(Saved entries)
^^^^

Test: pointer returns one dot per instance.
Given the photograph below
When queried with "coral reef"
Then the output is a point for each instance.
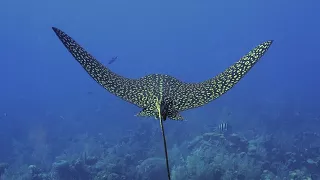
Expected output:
(207, 156)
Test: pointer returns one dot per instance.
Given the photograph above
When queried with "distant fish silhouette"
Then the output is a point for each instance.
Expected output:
(113, 59)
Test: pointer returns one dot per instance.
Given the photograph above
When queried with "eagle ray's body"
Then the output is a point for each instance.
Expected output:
(175, 94)
(158, 95)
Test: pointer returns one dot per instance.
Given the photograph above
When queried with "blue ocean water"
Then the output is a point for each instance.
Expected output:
(51, 110)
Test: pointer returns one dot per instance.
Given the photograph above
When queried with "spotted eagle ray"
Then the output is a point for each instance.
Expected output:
(159, 95)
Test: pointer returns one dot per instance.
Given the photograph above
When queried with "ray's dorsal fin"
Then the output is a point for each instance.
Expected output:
(125, 88)
(192, 95)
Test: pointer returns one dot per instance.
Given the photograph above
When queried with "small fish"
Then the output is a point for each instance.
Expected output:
(113, 59)
(224, 127)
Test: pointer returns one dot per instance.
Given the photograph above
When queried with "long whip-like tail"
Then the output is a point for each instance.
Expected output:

^^^^

# EXERCISE BRIEF
Every record above should come back exactly, but without its pictures.

# WRITTEN RESPONSE
Test: pointer returns one dot per instance.
Given the photograph below
When queried with "coral reef"
Then the output is a point for each instance.
Expected output:
(207, 156)
Test: pointer returns one dot per instance.
Given the photograph above
When queried with "distant fish silhouette"
Then the output is a point for each instance.
Expected output:
(113, 59)
Test: pointer returns one dot per instance.
Given the photograph above
When queried with "eagle ray's body"
Then the output is a point for each instance.
Expected output:
(175, 94)
(158, 95)
Test: pointer returns one dot per instance.
Given the photograph above
When queried with "blue ocean water"
Then the output is a point for each instance.
Expected output:
(51, 110)
Test: pointer returns one dot per instance.
Given the photograph above
When queried with "spotted eagle ray"
Then the output is a point for each instance.
Expected output:
(159, 95)
Test: pointer returns one dot per instance.
Given the photograph above
When queried with "ray's dorsal fin"
Then the output is a point for each instance.
Expected output:
(125, 88)
(192, 95)
Test: pointer returns one dot per instance.
Given the photograph above
When queried with "small fish"
Then the output is a point for each instance.
Expected output:
(113, 59)
(224, 127)
Test: pointer returns one dot per instance.
Given the photograph above
When queried with "long whip-like tail"
Then the output is a point for each instance.
Expected output:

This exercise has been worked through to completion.